— Begin Material for this task —

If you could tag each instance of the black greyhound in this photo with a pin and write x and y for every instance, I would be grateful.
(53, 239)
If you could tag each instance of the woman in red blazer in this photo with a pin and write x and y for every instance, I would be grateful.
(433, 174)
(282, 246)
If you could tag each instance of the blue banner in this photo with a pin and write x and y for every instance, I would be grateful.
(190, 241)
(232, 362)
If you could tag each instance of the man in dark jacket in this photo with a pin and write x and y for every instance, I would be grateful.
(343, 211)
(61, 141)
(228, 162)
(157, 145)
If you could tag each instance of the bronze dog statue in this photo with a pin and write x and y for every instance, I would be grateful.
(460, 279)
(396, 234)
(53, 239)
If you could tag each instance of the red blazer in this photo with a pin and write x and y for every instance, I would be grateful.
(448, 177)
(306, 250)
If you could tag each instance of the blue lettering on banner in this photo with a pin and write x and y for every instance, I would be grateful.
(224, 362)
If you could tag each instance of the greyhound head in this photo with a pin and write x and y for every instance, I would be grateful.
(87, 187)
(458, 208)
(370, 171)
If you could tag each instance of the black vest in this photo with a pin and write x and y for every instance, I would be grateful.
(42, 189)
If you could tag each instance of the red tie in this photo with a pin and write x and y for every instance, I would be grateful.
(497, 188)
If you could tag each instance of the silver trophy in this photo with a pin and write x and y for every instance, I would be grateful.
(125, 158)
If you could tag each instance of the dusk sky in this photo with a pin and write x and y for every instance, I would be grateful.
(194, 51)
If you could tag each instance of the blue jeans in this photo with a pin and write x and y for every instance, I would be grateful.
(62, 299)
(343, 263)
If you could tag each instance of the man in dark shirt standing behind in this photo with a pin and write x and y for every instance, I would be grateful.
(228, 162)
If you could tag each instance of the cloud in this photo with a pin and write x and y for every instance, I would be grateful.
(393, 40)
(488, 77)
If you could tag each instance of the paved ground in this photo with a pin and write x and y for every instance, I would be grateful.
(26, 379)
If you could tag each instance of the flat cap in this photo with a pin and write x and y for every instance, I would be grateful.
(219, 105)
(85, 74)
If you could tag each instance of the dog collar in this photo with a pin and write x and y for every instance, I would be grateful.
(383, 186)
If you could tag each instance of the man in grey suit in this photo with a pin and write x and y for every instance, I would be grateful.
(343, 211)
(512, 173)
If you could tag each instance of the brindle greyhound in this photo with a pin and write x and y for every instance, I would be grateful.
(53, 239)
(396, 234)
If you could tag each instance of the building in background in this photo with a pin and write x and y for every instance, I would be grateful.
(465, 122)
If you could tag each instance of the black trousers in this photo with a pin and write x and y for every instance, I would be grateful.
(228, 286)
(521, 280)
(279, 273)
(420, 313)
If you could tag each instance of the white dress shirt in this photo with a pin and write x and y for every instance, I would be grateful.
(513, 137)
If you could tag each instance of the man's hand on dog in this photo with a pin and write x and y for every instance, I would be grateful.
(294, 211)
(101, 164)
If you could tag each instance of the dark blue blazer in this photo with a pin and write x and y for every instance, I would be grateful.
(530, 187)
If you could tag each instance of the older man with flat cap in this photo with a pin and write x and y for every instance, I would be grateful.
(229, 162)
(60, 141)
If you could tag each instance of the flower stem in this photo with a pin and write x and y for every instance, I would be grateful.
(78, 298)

— End Material for this task —

• Directions: Copy every item above word for word, line by line, in the same order.

• Result of this exercise:
If you could tag each instance of the black greyhound in this photo with a pin and write x and y for every instance, I would be grateful.
(53, 239)
If you could tag each instance of the woman in red blazer in this photo with a pin and write x and y for every instance, I would be grateful.
(433, 174)
(282, 246)
If you could tag each instance of the blue banner in this photo with a pin and write x and y for every instance, I would be grateful.
(190, 241)
(232, 362)
If you could tag each instance of the man in dark jacket in this photo with a pin and write x and y for every instance, I would be grateful.
(343, 211)
(61, 141)
(228, 162)
(157, 145)
If you could tag each instance of the bronze dog statue in this photo with a pin and write x and y for every instance, I would be grateful.
(460, 279)
(396, 234)
(53, 239)
If you could tag each instance of the red blazer in this photo with a pin and write x and y for every instance, I would be grateful.
(448, 177)
(306, 250)
If you could tag each instance of the blue lettering on banner in this photo with a pin and write x and y for every instance, I would be grateful.
(224, 362)
If you could tag each instance of the greyhound head in this photo with a pin and write x and y for every instance, I would be grateful.
(87, 187)
(458, 208)
(370, 171)
If you could tag each instance of the black vest in this photo with a pin and write x and y for every instance, I would be grateful.
(42, 189)
If you could tag each instance of the red tie in this photo with a pin and write x and y for every instance, I would be grateful.
(497, 188)
If you could tag each instance of the silver trophy in this photo with a pin and write x and y for every instance, I would be grateful.
(125, 158)
If you could tag each instance of the dusk sky in this photo with a pin and write x and y for every instance, I would be grateful.
(194, 51)
If you could tag each instance of the blue jeans in this photo with a pin and write x and y for every instance, I would be grateful.
(62, 299)
(343, 263)
If you could tag each instance of the man in dark shirt standing behind in this photo with a pin and write x and y for every instance, I would be grateful.
(228, 162)
If you could tag each instance of the cloud in this photo with a pin and write x and y for every instance, I would be grateful.
(393, 40)
(488, 77)
If you could tag each instance of the paved ground in this photo with a pin and write x and y for every instance, I would be grateful.
(26, 379)
If you could tag each instance of the flat cap in this photo with a pin and write x and y for every instance, I would be grateful.
(219, 105)
(85, 74)
If you could tag each instance of the dog collar in this photo with a pin and write x and y for every instance, I would be grateful.
(383, 186)
If you could tag each instance of the man in grey suit in this photo with a pin and write x and y for every instance, I would be grateful.
(343, 211)
(512, 173)
If you could tag each instance of the brindle greyhound in this photo with a pin and write x and y for every instance, I would be grateful.
(53, 239)
(396, 234)
If you could tag each instance of the building in background in this photo with a pin and write x and y for every instance, I would be grateful.
(465, 122)
If you could tag each instance of the black trousers in this photo with a pin and write x and y for every instance, I would be grateful.
(228, 286)
(521, 280)
(279, 273)
(420, 313)
If you could tag each instance of the white dress shirt in this photo with a pin and write x and y for every instance, I would be grateful.
(513, 137)
If you could tag each instance of the man's hand on dog in this photo with a pin and write x and y for every instance, I would be grateful.
(294, 211)
(101, 164)
If you could tag each instance of the dark blue blazer in this photo with a pin and write x and y for every instance, I would be grateful.
(530, 187)
If you could tag each instance of the older man with flat cap in this photo with a pin and write x and y for every instance, I would be grateful.
(229, 162)
(60, 141)
If you could tag each instance of the flower stem in this photo with a pin and write x and y for every instance, I would be grateful.
(78, 298)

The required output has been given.